-- begin EXTRACTED INFORMATION --
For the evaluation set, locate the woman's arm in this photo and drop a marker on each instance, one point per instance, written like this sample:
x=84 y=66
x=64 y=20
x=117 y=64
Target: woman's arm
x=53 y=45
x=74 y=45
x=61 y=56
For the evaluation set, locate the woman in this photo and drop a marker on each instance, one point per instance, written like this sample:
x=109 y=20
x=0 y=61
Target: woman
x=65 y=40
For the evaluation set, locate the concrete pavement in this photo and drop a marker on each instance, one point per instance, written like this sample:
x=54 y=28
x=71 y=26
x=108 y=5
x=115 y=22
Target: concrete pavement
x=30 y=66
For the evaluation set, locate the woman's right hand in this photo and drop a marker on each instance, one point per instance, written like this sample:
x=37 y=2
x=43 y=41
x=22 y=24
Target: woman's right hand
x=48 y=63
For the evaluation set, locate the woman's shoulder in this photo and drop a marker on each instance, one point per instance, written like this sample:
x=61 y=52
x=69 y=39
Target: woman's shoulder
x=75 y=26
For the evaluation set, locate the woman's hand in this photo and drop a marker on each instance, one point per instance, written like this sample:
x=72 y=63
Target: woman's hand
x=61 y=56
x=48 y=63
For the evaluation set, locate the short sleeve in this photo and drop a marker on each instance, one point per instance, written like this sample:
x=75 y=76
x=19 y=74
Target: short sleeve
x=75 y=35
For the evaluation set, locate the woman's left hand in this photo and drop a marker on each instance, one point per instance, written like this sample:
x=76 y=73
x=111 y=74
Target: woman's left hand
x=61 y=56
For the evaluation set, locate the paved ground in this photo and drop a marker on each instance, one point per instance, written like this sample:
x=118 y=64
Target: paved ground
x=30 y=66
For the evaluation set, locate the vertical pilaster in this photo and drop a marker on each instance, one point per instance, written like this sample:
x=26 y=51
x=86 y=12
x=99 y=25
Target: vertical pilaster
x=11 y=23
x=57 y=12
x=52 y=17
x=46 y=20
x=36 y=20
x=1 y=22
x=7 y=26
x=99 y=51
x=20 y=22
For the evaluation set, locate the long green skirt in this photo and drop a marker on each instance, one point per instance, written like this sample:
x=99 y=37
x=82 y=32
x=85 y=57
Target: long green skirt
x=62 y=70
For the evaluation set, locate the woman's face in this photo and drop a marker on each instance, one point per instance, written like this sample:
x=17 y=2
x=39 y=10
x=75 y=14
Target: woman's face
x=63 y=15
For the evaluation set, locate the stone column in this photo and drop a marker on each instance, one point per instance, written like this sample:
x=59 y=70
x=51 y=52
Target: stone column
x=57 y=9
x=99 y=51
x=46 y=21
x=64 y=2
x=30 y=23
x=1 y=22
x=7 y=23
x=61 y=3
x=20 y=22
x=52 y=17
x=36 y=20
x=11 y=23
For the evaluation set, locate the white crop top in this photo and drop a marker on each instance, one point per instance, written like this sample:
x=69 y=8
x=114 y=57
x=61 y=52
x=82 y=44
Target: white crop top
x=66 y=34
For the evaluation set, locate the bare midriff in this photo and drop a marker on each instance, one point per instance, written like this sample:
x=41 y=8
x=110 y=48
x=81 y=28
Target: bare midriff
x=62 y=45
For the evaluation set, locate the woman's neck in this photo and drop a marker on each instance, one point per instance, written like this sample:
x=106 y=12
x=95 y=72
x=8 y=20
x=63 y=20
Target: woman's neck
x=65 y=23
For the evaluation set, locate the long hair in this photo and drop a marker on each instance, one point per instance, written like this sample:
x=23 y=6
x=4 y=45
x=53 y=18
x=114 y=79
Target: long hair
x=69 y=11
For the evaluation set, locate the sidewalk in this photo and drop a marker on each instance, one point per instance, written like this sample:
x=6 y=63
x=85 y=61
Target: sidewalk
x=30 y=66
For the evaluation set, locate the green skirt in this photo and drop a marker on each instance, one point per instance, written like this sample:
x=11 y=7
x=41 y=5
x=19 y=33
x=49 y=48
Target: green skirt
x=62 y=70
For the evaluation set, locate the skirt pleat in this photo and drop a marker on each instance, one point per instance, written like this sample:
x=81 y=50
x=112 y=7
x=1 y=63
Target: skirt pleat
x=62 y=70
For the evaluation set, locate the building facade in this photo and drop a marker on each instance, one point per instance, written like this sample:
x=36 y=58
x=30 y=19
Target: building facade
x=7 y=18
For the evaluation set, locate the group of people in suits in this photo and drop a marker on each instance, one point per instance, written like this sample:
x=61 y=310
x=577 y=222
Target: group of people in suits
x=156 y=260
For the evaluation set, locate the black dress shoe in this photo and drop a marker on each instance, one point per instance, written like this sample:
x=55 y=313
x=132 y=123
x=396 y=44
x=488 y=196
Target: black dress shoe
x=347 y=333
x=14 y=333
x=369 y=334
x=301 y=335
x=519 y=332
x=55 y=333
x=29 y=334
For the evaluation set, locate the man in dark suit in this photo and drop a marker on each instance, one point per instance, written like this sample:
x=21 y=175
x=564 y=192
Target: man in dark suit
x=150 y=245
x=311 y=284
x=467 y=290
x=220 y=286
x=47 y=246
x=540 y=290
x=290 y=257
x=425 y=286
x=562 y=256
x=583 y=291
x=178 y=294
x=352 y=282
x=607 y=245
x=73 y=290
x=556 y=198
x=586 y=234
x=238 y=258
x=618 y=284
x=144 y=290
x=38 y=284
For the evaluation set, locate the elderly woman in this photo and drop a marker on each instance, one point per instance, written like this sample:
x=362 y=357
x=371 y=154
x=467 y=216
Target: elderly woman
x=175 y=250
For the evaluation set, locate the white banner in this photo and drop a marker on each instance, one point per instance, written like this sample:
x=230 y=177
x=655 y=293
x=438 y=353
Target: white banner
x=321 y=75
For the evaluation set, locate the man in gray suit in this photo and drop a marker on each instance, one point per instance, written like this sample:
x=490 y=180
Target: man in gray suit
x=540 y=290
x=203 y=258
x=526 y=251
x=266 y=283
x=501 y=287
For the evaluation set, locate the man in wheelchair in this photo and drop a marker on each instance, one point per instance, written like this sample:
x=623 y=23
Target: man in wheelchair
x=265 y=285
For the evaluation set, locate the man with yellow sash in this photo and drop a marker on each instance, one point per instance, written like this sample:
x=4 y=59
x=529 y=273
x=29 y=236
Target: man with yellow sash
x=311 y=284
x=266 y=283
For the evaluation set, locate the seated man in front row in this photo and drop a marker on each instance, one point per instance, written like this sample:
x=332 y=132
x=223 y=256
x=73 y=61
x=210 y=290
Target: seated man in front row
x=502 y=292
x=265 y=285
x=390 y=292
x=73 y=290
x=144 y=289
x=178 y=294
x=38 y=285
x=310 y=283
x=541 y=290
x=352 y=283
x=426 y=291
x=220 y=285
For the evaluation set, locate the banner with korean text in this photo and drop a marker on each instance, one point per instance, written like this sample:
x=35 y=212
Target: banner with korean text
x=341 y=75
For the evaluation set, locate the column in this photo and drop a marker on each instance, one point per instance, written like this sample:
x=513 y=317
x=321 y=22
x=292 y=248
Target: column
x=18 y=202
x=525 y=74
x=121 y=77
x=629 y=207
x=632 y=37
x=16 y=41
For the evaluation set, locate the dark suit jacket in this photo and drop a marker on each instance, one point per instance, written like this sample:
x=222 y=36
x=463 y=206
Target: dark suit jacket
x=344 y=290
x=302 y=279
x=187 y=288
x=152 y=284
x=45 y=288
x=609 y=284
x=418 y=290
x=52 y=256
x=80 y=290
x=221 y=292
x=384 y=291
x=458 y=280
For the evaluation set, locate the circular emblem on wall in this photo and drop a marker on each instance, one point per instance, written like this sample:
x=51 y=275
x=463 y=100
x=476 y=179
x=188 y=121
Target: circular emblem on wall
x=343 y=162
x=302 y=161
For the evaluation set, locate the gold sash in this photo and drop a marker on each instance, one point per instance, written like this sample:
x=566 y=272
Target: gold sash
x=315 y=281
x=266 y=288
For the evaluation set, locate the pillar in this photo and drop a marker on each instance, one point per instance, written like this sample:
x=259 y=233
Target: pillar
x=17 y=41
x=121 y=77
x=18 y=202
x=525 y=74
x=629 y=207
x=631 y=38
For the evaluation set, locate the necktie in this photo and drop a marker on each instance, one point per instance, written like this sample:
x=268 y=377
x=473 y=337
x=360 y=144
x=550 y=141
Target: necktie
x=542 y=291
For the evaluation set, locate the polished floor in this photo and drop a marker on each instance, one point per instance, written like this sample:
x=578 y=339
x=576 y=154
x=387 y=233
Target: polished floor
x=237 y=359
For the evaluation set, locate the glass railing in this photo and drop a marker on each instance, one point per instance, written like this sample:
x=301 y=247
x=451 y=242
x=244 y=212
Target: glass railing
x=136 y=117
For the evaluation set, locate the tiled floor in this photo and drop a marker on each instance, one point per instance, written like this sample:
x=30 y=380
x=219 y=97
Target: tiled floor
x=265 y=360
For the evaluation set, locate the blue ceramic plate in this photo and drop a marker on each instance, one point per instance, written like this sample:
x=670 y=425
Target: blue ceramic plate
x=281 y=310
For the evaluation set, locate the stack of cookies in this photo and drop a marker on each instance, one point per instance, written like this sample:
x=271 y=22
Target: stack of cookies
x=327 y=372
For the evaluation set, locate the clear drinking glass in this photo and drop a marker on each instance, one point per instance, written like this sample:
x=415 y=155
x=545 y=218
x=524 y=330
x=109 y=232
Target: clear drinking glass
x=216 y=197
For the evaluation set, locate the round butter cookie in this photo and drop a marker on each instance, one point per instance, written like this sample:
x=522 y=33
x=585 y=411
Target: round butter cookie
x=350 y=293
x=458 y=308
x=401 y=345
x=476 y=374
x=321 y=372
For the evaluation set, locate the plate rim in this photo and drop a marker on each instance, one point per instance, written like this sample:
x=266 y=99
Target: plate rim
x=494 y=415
-- end EXTRACTED INFORMATION --
**GOAL OF THE EXERCISE**
Give everything from the line containing "For the evaluation set, locate the glass" down to the line containing "x=265 y=360" as a numbered list, both of those lines included and blank lines left out.

**SOLVED EXERCISE**
1. For the evaluation set, locate the glass railing in this photo and drop a marker on each instance, one point per instance, written like this sample:
2. x=301 y=247
3. x=451 y=242
4. x=244 y=212
5. Target: glass railing
6. x=136 y=117
7. For the evaluation set, locate the tiled floor in this photo and drop a marker on each instance, one point per instance, written like this sample:
8. x=30 y=380
9. x=219 y=97
10. Target: tiled floor
11. x=265 y=360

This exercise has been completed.